» Исходный фрагмент:

Весь съемочный период ее консультировал историк П.Блажек из Института исследования тоталитарных режимов. Ей важны атрибуты реальности, и она входит в родной дом Палаха во Вшетатах. Сцену самоссожения снимает в столичном трамвайном депо Стршешовице, где еще сохранилась перерезанная рельсами булыжная мостовая. Снимает настоящее пражское Ольшанское кладбище – сначала сцену похорон, а потом совершенно невероятное действо: ночью, в проливной дождь, чекисты занимаются эксгумацией. Власти устали оттого, что у могилы Палаха стали собираться те, кто устал от советских танков. Гроб извлекают, увозят, и режиссер Агнешка Холланд снимает как свидетель обвинения, в деталях, как гроб втаскивают на тележку крематория и… вспыхивает пламя. Палах сгорает дважды – живым телом, а потом – погребенным во гробе.
Эпилог картины, повествующей не столько о героизме одиночек, сколько о том, как режим ломает всех, стучит в окно дня сегодняшнего, дабы напомнить чехам об ужасах тех лет в тот момент, когда коммунисты возвращаются к власти – на местных выборах в Чехии в прошлом году компартия получила пугающее количество голосов. А достойных антикоммунистических фильмов невероятно мало.

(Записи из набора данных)
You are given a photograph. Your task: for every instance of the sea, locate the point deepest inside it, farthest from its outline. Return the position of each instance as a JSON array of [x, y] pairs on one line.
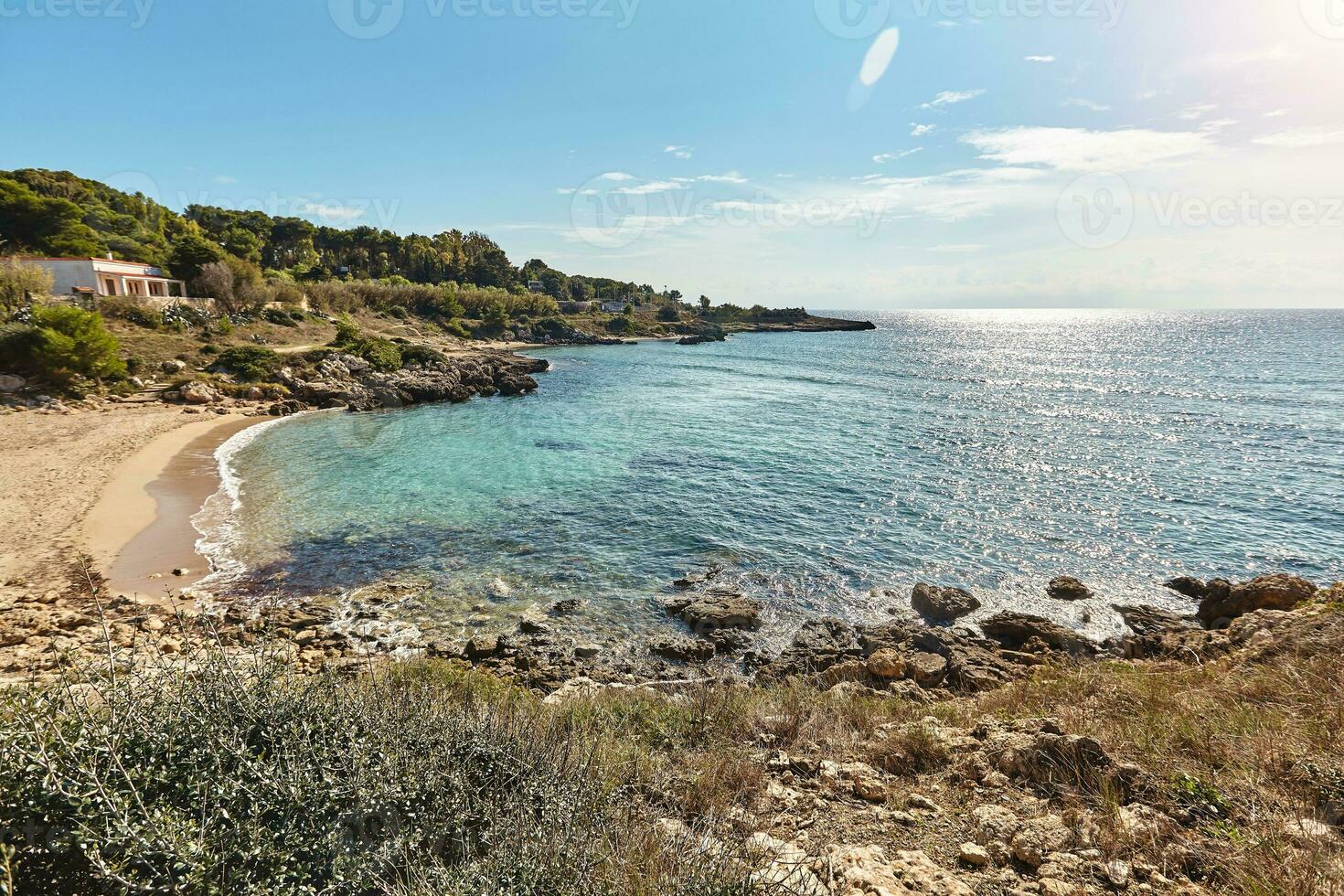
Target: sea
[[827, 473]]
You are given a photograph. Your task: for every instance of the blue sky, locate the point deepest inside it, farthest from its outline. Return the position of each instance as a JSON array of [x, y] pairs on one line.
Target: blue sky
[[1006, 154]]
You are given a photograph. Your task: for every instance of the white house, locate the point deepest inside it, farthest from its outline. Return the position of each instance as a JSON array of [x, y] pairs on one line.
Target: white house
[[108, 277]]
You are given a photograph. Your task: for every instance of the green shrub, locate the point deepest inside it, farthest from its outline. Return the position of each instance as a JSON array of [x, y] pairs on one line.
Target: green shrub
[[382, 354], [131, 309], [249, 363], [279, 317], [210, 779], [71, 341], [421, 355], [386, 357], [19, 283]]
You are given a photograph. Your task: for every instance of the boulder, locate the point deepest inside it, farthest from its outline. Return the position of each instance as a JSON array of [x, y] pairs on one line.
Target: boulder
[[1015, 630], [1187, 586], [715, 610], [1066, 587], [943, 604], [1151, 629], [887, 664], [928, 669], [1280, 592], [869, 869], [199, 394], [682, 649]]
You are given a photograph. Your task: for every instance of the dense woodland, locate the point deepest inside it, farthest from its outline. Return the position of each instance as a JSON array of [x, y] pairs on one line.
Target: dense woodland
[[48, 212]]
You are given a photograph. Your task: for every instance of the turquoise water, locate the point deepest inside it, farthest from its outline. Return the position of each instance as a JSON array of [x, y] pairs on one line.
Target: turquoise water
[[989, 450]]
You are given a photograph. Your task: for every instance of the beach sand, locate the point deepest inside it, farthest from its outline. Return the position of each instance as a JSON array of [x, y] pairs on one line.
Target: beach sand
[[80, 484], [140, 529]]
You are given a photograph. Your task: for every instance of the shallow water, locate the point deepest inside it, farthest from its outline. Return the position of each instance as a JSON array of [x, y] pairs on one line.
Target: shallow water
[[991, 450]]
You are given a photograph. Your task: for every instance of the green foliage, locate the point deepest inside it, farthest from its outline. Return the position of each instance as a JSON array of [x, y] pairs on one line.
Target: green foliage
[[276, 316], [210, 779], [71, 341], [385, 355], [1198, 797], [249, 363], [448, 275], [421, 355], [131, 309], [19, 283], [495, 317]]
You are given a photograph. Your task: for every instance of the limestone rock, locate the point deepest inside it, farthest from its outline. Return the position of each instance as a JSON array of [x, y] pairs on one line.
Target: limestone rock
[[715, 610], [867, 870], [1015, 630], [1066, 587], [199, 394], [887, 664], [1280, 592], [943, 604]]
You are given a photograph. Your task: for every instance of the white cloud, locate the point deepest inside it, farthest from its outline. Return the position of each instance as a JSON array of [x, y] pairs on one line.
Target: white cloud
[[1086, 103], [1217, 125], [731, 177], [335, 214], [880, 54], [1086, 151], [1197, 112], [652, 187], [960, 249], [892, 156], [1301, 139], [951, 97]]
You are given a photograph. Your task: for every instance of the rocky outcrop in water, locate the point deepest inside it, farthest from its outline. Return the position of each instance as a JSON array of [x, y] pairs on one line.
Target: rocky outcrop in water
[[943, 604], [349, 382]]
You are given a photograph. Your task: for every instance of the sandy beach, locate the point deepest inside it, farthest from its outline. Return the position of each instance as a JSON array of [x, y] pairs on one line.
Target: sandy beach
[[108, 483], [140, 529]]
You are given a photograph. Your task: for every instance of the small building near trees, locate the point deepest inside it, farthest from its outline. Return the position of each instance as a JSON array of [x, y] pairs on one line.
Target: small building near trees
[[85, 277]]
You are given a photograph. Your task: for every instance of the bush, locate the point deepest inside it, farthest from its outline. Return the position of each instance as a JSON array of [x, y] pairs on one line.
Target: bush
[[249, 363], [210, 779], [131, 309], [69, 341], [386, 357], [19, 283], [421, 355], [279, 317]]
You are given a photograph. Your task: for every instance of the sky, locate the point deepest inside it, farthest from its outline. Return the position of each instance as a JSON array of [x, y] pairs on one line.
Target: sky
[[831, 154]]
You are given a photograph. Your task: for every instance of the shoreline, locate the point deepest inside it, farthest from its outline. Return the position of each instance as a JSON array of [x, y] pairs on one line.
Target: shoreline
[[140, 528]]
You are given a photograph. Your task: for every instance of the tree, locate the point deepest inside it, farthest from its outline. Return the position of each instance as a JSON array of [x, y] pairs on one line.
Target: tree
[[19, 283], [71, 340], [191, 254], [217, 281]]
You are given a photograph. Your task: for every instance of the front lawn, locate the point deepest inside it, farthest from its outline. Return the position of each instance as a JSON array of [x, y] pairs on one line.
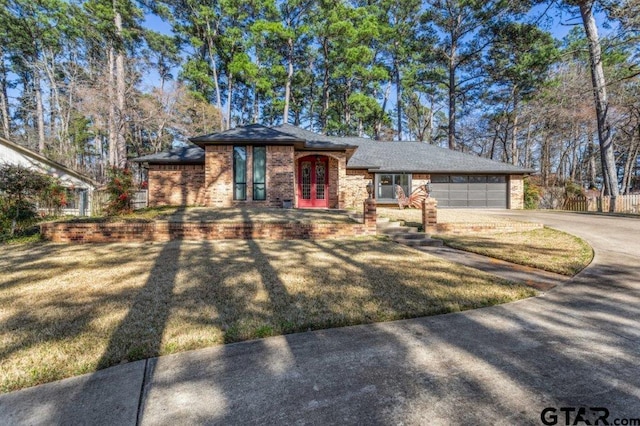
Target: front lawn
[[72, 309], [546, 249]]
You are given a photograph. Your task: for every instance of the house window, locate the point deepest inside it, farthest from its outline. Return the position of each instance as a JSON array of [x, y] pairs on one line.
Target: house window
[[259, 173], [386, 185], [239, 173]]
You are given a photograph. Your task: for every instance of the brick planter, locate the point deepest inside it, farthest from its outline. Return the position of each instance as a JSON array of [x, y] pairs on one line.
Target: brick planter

» Задание: Воспроизведите дословно часть отрывка о фильме про Палаха: от слов «Эпилог картины, повествующей» до слов «фильмов невероятно мало.» включительно.

» Ответ:
Эпилог картины, повествующей не столько о героизме одиночек, сколько о том, как режим ломает всех, стучит в окно дня сегодняшнего, дабы напомнить чехам об ужасах тех лет в тот момент, когда коммунисты возвращаются к власти – на местных выборах в Чехии в прошлом году компартия получила пугающее количество голосов. А достойных антикоммунистических фильмов невероятно мало.